I said I'd write a bit about the Chelsea Flower and Garden show, because I went on Friday and I took lots of pictures. Key vocab item for day: Fairy Toad Flax. It is an incredibly cute flower that looks good in big piles, very wildflower-y. It was a part of the garden the Leeds team put up. Not sure why Leeds wanted to have a garden at a London flower show, but there you have it.
Anyway the flower show is about a ten minute walk from the Sloane Square tube stop. This neighborhood always seems posher than posh, a place where the moms' diaper bags look more expensive than my (former) car. I joined the stream of people walking to the Chelsea Barracks. I don't know much about the grounds, only that the "Chelsea Pensioners," which as near as I know are soldiers above a certain age with no living children or spouses, live. They were a red uniform, and as I walked into the gravel path leading to the grounds, they were out collecting donations, wisely enough.

# PROVIDED INFORMATION:
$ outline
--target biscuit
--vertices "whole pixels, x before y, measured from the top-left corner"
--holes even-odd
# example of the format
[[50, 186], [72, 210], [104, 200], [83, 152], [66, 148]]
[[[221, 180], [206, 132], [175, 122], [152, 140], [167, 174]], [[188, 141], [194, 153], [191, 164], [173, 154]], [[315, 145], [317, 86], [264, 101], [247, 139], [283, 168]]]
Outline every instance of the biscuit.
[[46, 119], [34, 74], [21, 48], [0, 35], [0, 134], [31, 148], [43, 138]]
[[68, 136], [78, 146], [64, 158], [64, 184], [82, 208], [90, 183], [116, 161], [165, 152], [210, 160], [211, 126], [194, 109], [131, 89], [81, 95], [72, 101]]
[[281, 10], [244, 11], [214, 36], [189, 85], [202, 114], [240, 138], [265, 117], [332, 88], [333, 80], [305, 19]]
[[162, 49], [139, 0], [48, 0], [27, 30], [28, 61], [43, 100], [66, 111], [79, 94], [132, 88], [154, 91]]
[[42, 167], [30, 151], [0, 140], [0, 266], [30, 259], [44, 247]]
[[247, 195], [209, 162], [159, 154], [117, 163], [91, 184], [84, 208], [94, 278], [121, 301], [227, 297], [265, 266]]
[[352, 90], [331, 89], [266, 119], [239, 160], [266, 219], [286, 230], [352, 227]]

# TASK INSTRUCTIONS:
[1] Please rewrite the paragraph of the flower show post that begins "I said I'd write a bit" as a shorter version that keeps its main facts.
[2] According to the flower show post, how long is the walk from the Sloane Square tube stop to the flower show?
[3] Write out the part of the flower show post that falls between "Anyway the flower" and "donations, wisely enough.", inclusive.

# SOLUTION LIST:
[1] The writer went to the Chelsea Flower and Garden show on Friday and took lots of pictures. The key vocabulary item of the day was Fairy Toad Flax, a very cute, wildflower-like flower that looks good in big piles. It was part of the garden the Leeds team put up at the London show.

[2] About ten minutes.

[3]
Anyway the flower show is about a ten minute walk from the Sloane Square tube stop. This neighborhood always seems posher than posh, a place where the moms' diaper bags look more expensive than my (former) car. I joined the stream of people walking to the Chelsea Barracks. I don't know much about the grounds, only that the "Chelsea Pensioners," which as near as I know are soldiers above a certain age with no living children or spouses, live. They were a red uniform, and as I walked into the gravel path leading to the grounds, they were out collecting donations, wisely enough.